Provided passage:
[Begin]
2.   One contestant will wear a white belt and one will wear a red belt.

3.   Groin protection is compulsory and gum shields are recommended. Depending on the venue of the Tournament, shin and instep protection may or may not be worn. In the event of an injury to a contestant, the wearing of bandages or other protective materials will be at the discretion of the Head Referee or the Head Arbitrator in consultation with the Tournament Doctor. Their decision is binding. Otherwise no protective clothing, bandages or guards than the aforementioned will be allowed.

4.   Finger and toe nails must be clean and cut short. No jewellery or other objects may be worn.

5.   Spectacles may not be worn. Contact lenses may be worn at the contestant's own risk and responsibility.

6.   The wearing of other unauthorised clothing or equipment is forbidden and may result in the disqualification of the contestant.
 

Article 3: Match Area

1.   The fighting area shall be 8 metres square.

2.   There shall be a 1 metre neutral zone surrounding the fighting area.

3.   The marking out of the officials and match areas shall be as per Appendix 3.

4.   The official coach of a contestant shall be provided with a chair which is placed 2 metres from the neutral area, directly behind their fighter. The coach is not allowed to leave this chair during the fighting.

5.   When possible the fighting area should be covered with Tatami. The neutral zone shall be of another colour than that of the fighting area, or clearly indicated in some other manner.
 

Article 4: Officials

1.   Each fighting area shall have the following officials:
      A co-ordinator, a protocol secretary, a announcer, a time keeper, a arbitrator, a referee and 1, 2 or 4 judges.

2.   In a decision upon the outcome of a contest, each judge and the referee shall have one vote.

3.   The arbitrator is appointed to ensure the fairness of the conduct of matches and judgements rendered thereon.
 

Article 5: Duration of a match

1. Each preliminary match shall last for one 3 minute round. In the event of a draw, one 1 minute extension (encho-sen) will be allowed. At the end of this period the referee and the judge(s) will make a positive decision.

2. Semi-final and Final matches will consist of two 2 minute rounds with a 1 minute rest between rounds.

3. In the semi-final and final matches the referee and judge(s) will be allowed to give a draw after the first period of 2 rounds and 2 minutes. If this should result in a draw then one extension (encho-sen) of 2 minutes shall be permitted. At the end of this extension the referee and judge(s) must give a positive decision.
[End]
Extracted data:
[Begin]
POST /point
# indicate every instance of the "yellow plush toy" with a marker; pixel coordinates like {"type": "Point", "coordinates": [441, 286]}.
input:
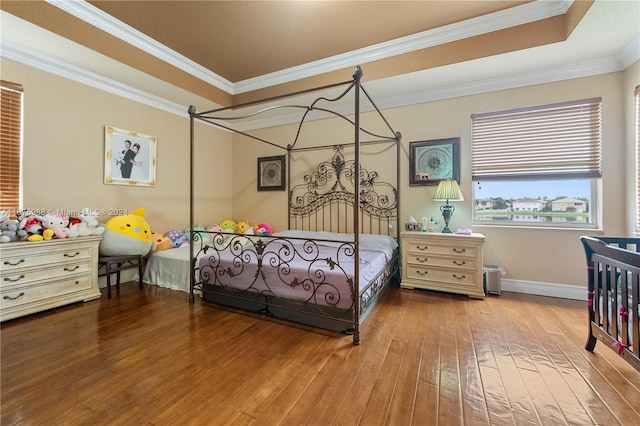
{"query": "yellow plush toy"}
{"type": "Point", "coordinates": [125, 235]}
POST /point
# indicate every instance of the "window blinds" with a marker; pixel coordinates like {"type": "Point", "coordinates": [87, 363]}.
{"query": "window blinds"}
{"type": "Point", "coordinates": [559, 141]}
{"type": "Point", "coordinates": [10, 146]}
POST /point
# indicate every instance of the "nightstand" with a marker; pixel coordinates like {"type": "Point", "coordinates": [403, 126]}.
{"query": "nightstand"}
{"type": "Point", "coordinates": [443, 262]}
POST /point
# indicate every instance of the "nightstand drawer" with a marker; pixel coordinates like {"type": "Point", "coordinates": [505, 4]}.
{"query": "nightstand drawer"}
{"type": "Point", "coordinates": [428, 260]}
{"type": "Point", "coordinates": [467, 278]}
{"type": "Point", "coordinates": [426, 247]}
{"type": "Point", "coordinates": [443, 262]}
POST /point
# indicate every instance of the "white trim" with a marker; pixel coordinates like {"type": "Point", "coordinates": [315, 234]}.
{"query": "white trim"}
{"type": "Point", "coordinates": [54, 66]}
{"type": "Point", "coordinates": [99, 19]}
{"type": "Point", "coordinates": [519, 15]}
{"type": "Point", "coordinates": [563, 291]}
{"type": "Point", "coordinates": [511, 17]}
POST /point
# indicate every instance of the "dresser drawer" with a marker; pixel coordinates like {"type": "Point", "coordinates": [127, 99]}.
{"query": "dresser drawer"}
{"type": "Point", "coordinates": [426, 247]}
{"type": "Point", "coordinates": [36, 276]}
{"type": "Point", "coordinates": [38, 257]}
{"type": "Point", "coordinates": [450, 262]}
{"type": "Point", "coordinates": [23, 276]}
{"type": "Point", "coordinates": [467, 278]}
{"type": "Point", "coordinates": [33, 292]}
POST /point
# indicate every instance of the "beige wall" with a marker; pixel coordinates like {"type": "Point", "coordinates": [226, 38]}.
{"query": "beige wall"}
{"type": "Point", "coordinates": [630, 82]}
{"type": "Point", "coordinates": [64, 151]}
{"type": "Point", "coordinates": [527, 254]}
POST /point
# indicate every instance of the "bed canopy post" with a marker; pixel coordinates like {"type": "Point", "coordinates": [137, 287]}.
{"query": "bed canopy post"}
{"type": "Point", "coordinates": [357, 75]}
{"type": "Point", "coordinates": [192, 111]}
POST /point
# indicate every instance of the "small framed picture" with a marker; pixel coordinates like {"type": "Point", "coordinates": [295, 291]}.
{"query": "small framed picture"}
{"type": "Point", "coordinates": [129, 158]}
{"type": "Point", "coordinates": [271, 173]}
{"type": "Point", "coordinates": [434, 160]}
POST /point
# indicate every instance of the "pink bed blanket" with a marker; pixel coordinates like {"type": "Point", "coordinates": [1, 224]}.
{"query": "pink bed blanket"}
{"type": "Point", "coordinates": [295, 265]}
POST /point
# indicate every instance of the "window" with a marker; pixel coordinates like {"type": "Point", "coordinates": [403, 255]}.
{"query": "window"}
{"type": "Point", "coordinates": [537, 166]}
{"type": "Point", "coordinates": [10, 146]}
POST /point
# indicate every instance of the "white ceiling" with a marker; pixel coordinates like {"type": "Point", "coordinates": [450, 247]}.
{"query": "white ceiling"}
{"type": "Point", "coordinates": [607, 39]}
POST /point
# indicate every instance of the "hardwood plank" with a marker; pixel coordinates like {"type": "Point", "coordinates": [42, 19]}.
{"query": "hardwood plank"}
{"type": "Point", "coordinates": [425, 358]}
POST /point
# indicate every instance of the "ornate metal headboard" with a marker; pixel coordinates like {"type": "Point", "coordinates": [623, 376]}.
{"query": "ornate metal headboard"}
{"type": "Point", "coordinates": [325, 199]}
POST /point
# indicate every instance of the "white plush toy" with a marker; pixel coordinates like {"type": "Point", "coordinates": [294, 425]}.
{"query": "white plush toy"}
{"type": "Point", "coordinates": [57, 222]}
{"type": "Point", "coordinates": [88, 225]}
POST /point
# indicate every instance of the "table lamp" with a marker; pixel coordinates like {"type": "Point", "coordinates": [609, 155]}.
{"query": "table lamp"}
{"type": "Point", "coordinates": [447, 190]}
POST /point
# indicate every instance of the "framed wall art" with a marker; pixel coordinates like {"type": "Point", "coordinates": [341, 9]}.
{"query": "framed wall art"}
{"type": "Point", "coordinates": [434, 160]}
{"type": "Point", "coordinates": [271, 173]}
{"type": "Point", "coordinates": [129, 158]}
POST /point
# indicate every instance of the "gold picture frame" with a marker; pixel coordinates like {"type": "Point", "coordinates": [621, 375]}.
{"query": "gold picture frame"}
{"type": "Point", "coordinates": [129, 158]}
{"type": "Point", "coordinates": [271, 173]}
{"type": "Point", "coordinates": [434, 160]}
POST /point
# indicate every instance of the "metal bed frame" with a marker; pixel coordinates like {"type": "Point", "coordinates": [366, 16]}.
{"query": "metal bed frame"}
{"type": "Point", "coordinates": [309, 205]}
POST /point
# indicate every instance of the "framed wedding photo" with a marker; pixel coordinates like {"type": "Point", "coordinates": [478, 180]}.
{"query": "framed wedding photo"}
{"type": "Point", "coordinates": [129, 158]}
{"type": "Point", "coordinates": [434, 160]}
{"type": "Point", "coordinates": [271, 173]}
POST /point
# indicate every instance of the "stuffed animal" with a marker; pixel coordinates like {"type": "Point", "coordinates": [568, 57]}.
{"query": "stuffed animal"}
{"type": "Point", "coordinates": [201, 233]}
{"type": "Point", "coordinates": [57, 222]}
{"type": "Point", "coordinates": [30, 223]}
{"type": "Point", "coordinates": [228, 225]}
{"type": "Point", "coordinates": [242, 226]}
{"type": "Point", "coordinates": [214, 228]}
{"type": "Point", "coordinates": [84, 225]}
{"type": "Point", "coordinates": [125, 235]}
{"type": "Point", "coordinates": [9, 229]}
{"type": "Point", "coordinates": [177, 237]}
{"type": "Point", "coordinates": [263, 229]}
{"type": "Point", "coordinates": [160, 242]}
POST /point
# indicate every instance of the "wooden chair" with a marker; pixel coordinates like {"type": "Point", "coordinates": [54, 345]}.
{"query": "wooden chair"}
{"type": "Point", "coordinates": [115, 264]}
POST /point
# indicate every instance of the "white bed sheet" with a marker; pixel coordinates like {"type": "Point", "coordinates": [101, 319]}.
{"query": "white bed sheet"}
{"type": "Point", "coordinates": [169, 269]}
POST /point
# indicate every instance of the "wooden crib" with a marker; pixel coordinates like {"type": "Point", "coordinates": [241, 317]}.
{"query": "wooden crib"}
{"type": "Point", "coordinates": [613, 266]}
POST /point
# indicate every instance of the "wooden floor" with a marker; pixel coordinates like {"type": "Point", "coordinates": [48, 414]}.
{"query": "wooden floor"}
{"type": "Point", "coordinates": [149, 357]}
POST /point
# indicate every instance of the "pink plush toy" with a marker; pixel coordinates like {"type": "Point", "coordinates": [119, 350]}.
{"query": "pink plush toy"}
{"type": "Point", "coordinates": [58, 223]}
{"type": "Point", "coordinates": [262, 230]}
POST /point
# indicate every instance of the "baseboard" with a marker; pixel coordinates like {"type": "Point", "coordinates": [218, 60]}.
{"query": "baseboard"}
{"type": "Point", "coordinates": [563, 291]}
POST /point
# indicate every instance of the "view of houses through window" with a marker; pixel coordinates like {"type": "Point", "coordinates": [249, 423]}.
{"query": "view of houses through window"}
{"type": "Point", "coordinates": [563, 202]}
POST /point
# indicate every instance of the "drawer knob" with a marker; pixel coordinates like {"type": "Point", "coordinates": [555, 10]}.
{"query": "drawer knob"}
{"type": "Point", "coordinates": [14, 298]}
{"type": "Point", "coordinates": [13, 280]}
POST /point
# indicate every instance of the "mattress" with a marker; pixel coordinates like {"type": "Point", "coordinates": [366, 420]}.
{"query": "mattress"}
{"type": "Point", "coordinates": [300, 268]}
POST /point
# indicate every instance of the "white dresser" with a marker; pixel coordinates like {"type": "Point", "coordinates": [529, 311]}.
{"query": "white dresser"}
{"type": "Point", "coordinates": [40, 275]}
{"type": "Point", "coordinates": [443, 262]}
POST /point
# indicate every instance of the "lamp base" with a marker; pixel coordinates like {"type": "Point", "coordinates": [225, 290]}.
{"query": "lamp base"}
{"type": "Point", "coordinates": [447, 211]}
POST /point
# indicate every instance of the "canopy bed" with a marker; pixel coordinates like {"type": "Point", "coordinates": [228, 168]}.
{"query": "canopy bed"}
{"type": "Point", "coordinates": [340, 251]}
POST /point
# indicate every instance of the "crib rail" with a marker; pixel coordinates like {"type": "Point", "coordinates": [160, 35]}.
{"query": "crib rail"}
{"type": "Point", "coordinates": [613, 271]}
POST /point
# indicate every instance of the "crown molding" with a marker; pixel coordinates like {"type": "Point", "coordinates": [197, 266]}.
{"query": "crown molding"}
{"type": "Point", "coordinates": [37, 60]}
{"type": "Point", "coordinates": [515, 16]}
{"type": "Point", "coordinates": [101, 20]}
{"type": "Point", "coordinates": [519, 15]}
[End]
Task 1: Pick out and copy every line of the records that contains the string "beige".
Task 2: Resume the tournament rules text, continuing it from its final sentence.

Answer 1:
# indicate every instance of the "beige wall" with a marker; pixel coordinates like {"type": "Point", "coordinates": [226, 38]}.
{"query": "beige wall"}

Answer 2:
4. The timing of the match begins when the referee gives a signal to start, and stops each time the referee calls "Yame".

5. The time-keeper shall give signals by a clearly audible gong, or buzzer indicating that time is up. The contestants are to stop fighting on the signal of the referee only. A clearly discernable signal shall indicate when 15 seconds of the rest period between rounds is left, at which time the contestants are to return to the fighting area.

6. An technique delivered at the same time that the end of the round or match is signalled is considered valid. An attack, even if effective, delivered after an order to suspend or stop the match shall not be scored and may result in a penalty being imposed on the offender.

7. No technique, will be scored if it is delivered when one contestant is outside the fighting and neutral zone. If both fighters are in the neutral zone and the referee has not called "yame", then all techniques score as normal
 

Article 6: Organisation of Competitions
 

1.  A karate tournament may comprise kumite competition and/or  kata competition. The kumite competition may be further divided into the team match and the individual  match. The  individual match may be further divided into weight  divisions. Weight division are divided ultimately into  bouts. The term  "bout" also describes the individual kumite  competitions between opposing pairs of team members.

2.  In team matches, each team must have an odd number of contestants. The number of contestants can be divided by the agreement of the organisers.

3.  The contestants are all members of the team. There are no fixed reserves.

4.  Before each match, a team representative must hand onto the official table, an official form defining the name and fighting order of the team members. The fighting order can  be changed for each round but once notified, it cannot be changed.

5.  A team will be disqualified if any of its members or its  coach changes the team's composition without submitting the  written fighting order. Use of a reserve constitutes a change in fighting order.

6.  In a team match, a participating team will be allowed to participate only when it comprises more than half the precised number of members.

7.  No contestant may be replaced by another in an individual title match.

8.  Individual contestants or teams that do not arrive at the competition venue before the tournament is declared open may be disqualified from participation in that tournament.

9.  Should individual contestants or teams that have applied for participation, either fail to attend a match without good  reason; or without notifying in advance the match-conducting authorities, quit the match and leave, a disciplinary  measure to be applied will be decided upon by the referee council following a recommendation from the chief referee.

10.  A "round" is a stage in a competition leading to the eventual identification of the finalists. In an elimination competition, a round eliminates fifty percent of the contestants within it, counting byes as contests. In this context, the round can apply equally to a stage in either primary elimination or repechage.

11.  The use of contestant's names can cause problems of pronunciation and identification, therefore it is recommended that tournament numbers be allotted and used.

12.  If, through a error in charting, the wrong contestants compete, then regardless of the outcome, the match is declared null and void.
 
 

Article 7: Criteria for a decision

1. Ippon:-

(a) With the exception of techniques which are fouls and not allowed  by the contest rules, any contestant who knocks his opponent down and the opponent is unable to continue within 10 seconds, scores an Ippon. This automatically terminates the match.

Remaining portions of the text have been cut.